◆ What you need to do: Reproduce the listing lines from the one containing "Keypoint placement for each instance of the white shorts" through the one containing "(1252, 569)", inclusive, replacing "black stripe" with "blue stripe" and keeping everything else unchanged. Give only those lines.

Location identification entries
(begin)

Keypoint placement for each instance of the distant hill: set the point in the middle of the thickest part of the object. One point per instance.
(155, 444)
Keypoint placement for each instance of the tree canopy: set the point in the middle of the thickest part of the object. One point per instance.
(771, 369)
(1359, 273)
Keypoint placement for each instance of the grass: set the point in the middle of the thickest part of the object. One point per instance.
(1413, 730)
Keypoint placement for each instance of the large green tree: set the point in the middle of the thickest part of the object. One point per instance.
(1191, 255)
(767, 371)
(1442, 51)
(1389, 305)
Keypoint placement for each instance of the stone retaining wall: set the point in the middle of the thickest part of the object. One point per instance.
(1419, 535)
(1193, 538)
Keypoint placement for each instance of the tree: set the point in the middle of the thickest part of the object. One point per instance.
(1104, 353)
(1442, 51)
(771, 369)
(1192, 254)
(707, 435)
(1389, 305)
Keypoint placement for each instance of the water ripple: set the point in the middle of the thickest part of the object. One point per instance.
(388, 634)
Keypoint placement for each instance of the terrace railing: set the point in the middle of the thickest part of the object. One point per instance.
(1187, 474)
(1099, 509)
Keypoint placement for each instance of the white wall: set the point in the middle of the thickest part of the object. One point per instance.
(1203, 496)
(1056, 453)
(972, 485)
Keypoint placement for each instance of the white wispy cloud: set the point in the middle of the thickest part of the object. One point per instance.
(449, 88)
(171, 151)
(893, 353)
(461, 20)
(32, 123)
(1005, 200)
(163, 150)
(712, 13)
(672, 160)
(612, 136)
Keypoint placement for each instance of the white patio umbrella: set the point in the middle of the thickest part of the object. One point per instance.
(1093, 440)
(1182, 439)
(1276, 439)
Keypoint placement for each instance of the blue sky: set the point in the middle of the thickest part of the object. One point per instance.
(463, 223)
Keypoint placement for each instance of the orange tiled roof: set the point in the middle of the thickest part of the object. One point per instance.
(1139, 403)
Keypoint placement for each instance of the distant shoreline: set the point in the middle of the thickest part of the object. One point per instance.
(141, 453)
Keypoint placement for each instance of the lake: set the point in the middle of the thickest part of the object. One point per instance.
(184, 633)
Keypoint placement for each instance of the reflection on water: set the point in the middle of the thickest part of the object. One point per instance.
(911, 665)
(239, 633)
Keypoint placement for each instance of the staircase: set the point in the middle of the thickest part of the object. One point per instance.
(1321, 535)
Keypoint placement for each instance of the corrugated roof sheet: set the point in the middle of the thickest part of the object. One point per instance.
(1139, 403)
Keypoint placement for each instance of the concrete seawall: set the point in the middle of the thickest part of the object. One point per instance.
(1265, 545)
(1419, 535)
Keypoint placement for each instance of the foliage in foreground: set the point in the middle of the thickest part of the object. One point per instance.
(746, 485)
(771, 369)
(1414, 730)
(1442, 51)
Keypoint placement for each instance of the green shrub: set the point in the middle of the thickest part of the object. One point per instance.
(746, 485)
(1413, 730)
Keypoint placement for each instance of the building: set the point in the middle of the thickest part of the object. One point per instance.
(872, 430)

(end)
(begin)

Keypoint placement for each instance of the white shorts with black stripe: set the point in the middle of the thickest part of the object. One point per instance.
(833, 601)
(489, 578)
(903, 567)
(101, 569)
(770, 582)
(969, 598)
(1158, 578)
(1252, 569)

(end)
(begin)

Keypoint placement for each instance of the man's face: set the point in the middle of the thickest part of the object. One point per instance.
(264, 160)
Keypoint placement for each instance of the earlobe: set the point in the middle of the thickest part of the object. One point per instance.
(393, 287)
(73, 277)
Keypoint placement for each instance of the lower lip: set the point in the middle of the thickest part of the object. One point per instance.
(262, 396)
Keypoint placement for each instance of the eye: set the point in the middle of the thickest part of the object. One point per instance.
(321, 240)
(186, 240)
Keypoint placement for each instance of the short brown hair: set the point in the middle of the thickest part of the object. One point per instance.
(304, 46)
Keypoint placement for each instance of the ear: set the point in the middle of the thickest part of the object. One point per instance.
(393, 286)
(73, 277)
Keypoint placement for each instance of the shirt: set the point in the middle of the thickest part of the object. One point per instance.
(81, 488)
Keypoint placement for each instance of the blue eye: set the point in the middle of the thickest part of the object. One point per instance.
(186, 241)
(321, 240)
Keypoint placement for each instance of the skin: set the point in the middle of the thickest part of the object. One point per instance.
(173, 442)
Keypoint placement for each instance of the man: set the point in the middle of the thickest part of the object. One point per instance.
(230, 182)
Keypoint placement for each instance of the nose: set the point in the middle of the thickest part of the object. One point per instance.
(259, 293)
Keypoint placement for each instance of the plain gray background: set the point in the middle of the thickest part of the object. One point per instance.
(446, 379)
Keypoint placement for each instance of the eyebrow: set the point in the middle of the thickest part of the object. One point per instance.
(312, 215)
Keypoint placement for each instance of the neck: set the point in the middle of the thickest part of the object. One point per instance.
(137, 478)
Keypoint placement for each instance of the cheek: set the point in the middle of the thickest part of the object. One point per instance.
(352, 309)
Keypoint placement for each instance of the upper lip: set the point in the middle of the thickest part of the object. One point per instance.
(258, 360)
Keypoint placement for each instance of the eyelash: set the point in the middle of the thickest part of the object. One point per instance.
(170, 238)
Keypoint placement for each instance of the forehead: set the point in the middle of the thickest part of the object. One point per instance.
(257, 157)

(end)

◆ Written response:
Keypoint placement for each instance of the white shorts with blue stripe: set the point in the middle of the thickest part of the object. One point per instance.
(833, 601)
(489, 578)
(903, 567)
(101, 569)
(770, 582)
(969, 598)
(1158, 578)
(1252, 569)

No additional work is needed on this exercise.